Stored data entries
<<<<
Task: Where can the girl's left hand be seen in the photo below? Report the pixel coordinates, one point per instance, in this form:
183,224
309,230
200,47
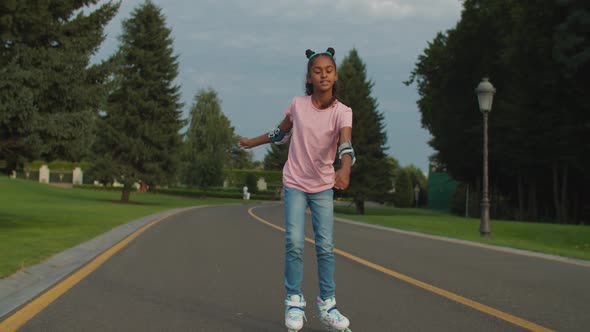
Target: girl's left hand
342,179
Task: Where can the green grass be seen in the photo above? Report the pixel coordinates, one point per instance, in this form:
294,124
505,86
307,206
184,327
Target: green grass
38,220
565,240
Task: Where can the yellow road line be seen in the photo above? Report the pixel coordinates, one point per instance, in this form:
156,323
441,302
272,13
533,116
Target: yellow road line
439,291
26,313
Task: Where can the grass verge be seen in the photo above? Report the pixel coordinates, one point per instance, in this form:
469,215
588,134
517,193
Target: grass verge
564,240
38,220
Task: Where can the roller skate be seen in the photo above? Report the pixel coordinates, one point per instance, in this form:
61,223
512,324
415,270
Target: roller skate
294,312
330,317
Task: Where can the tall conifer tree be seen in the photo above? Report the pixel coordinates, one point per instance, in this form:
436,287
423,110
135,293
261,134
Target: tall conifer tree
209,141
49,92
139,137
370,176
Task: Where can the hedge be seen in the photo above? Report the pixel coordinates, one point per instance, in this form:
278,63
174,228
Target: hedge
57,165
195,192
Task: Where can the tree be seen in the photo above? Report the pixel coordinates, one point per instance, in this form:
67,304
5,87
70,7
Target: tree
139,129
404,192
239,158
209,141
49,92
370,176
276,157
418,179
540,116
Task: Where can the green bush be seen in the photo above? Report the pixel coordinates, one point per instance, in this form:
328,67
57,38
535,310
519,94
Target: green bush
57,165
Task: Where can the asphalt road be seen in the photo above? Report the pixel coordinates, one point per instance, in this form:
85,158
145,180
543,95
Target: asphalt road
221,269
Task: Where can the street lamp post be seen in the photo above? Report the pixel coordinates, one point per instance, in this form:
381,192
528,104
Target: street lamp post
485,95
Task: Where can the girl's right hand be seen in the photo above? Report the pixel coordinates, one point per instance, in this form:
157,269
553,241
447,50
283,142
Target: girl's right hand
246,143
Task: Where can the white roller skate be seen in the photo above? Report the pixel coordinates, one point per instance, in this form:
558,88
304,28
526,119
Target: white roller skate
294,312
331,318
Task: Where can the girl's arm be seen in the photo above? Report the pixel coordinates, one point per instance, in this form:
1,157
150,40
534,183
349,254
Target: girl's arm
248,143
342,179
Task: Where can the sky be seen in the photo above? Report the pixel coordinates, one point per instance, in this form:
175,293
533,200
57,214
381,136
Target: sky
253,54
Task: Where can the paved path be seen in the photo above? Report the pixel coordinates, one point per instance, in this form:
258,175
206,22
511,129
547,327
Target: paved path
220,269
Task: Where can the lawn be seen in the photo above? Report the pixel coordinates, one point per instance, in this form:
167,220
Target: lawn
565,240
38,220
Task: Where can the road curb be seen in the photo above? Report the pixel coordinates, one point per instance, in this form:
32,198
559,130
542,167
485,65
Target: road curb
509,250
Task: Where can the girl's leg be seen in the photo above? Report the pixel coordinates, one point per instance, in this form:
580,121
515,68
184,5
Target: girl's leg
295,205
322,217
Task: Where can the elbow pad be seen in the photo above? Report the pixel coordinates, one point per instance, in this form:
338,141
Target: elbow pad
346,148
278,136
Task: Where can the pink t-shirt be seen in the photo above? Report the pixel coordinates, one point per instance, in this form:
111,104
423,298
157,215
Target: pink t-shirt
313,144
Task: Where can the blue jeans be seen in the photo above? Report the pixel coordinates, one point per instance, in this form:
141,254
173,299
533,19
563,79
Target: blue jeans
322,217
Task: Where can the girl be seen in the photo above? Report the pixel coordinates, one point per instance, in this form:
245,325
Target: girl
316,122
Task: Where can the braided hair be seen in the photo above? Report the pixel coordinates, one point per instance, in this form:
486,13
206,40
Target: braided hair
311,57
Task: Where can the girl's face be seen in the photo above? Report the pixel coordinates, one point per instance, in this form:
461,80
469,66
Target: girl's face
322,74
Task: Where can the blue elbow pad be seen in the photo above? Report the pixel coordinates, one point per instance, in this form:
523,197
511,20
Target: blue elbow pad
>>>>
Task instructions
Aside from the pictures, copy all of the entries exactly.

Response area
Task: Where can the girl's left hand be seen in the photo below? Report the pixel coordinates, one point per instance, in this form:
183,224
309,230
200,47
Target: girl's left hand
342,179
Task: Where can the green grass be seen in the photo above? Report the pixel coordinates, one point per instance, in this form:
294,124
505,86
307,206
184,327
Target: green grass
38,220
565,240
Task: Where can the yellow road line be seen in the photo above? Report the pixel coordinates, one point per instance, in this form:
156,323
441,302
272,13
533,116
Target: yellow road line
439,291
26,313
Task: Where can the grass verge be seen in the photo above? Report the pixel coordinates, one point per instance, in this form:
469,215
588,134
517,193
Target: grass verge
564,240
38,220
Task: Where can the roller skate be seen in the photo above? Report the pixel coordinates, one point per instance, in this form:
61,223
512,324
415,270
Target: roller skate
294,312
330,317
Task: Where can the tall conifer tree be seen in the photo above? Report the pixel coordinates, one point per instance, in this form:
436,287
423,110
135,293
261,134
Target: tall conifer tree
209,141
49,92
139,137
370,176
Task: Where can the hedge be seen in the photo above? Report the pixel coordinates, one point per instance, in this form:
278,63
174,228
Target: hedge
57,165
195,192
Task: Where can the tree be seen in the photo above? Report the pixel coordinates, one point per instance, in this form:
67,304
5,87
70,7
Target: tree
139,129
404,192
239,158
209,141
49,92
370,176
276,157
418,179
540,116
Task: Where can the green bush be seen in the photo above? Report the pixel coordinates, one point per instance, in this form:
328,67
57,38
535,310
519,94
Target: green bush
57,165
Task: Where can the asphalt road be seen in the photo above? Report the pixel coordinates, one point per instance, in this form:
85,158
145,180
543,95
Target: asphalt road
221,269
Task: Where can the street lamp post be seen in the photo above? Report the pixel coordinates, one point per instance, in this form:
381,192
528,104
Target: street lamp post
485,95
Task: Where can the girl's right hand be seen in the photo above? Report the pixel coordinates, one point per instance, in this form:
157,269
553,241
447,50
283,142
Target: girl's right hand
246,143
Task: Where can the white roller skate be seen in the photo above? Report the pixel coordinates, one point per instance, in this form:
558,88
304,28
526,119
Target: white roller skate
294,312
331,318
Task: Where can the girl's arm be seen in the photo above? Report the pixel coordinates, one point per instance, in this form:
1,157
150,40
534,183
349,254
Target: girl's arm
248,143
342,179
Task: Where can the sky be seen in the photo above? Report the pixel coordinates, one point per instance, in this form:
175,293
533,200
57,214
381,136
Target: sky
253,54
Task: Where can the paved path be seen in the photo above? Report the pixel coordinates, one point per instance, in this form:
258,175
206,22
511,129
547,327
Target: paved path
220,269
Task: Where can the lawn be seen in the photo above? Report the pixel coordinates, one point per instance, in this form:
167,220
Target: lawn
565,240
38,220
Task: Where can the road curb be seen in the photo above? Report the pixel coordinates, one point per instance, in this form:
32,198
559,130
542,167
485,65
Target: road curb
509,250
Task: Where can the girl's leg be seen in the photo above? Report the pixel coordinates, one point per instance, in this form:
580,121
515,68
184,5
Target: girl's leg
295,205
322,217
Task: Where can the elbow pad be seen in the photo above? Report the pixel coordinates, one point per instance, in this form:
338,141
Target: elbow pad
346,148
278,136
Task: Where can the pink t-shirt be seen in the photo above? Report the pixel coordinates, one point per instance, in this form:
111,104
423,298
157,215
Target: pink t-shirt
313,144
Task: Where can the blue jeans be seen in the photo above? Report the pixel coordinates, one point per instance, in this form:
141,254
173,299
533,19
563,79
Target: blue jeans
322,217
Task: Where can the girl be seen in the photo above? Report the pixel coordinates, one point per instance, in this form:
245,325
Target: girl
316,122
Task: Where can the braided hair be seen in the photo above? Report the pixel coordinates, one point per instance, in this form:
486,13
206,40
Target: braided hair
311,57
Task: Where can the girl's face be seen in the photo above? Report the pixel coordinates, one point per instance, in this form:
461,80
469,66
Target: girl's face
322,74
Task: Where can the blue elbow pad be seen in the photo above? Report the pixel coordinates, one point per instance, in this form:
523,197
511,20
Target: blue elbow pad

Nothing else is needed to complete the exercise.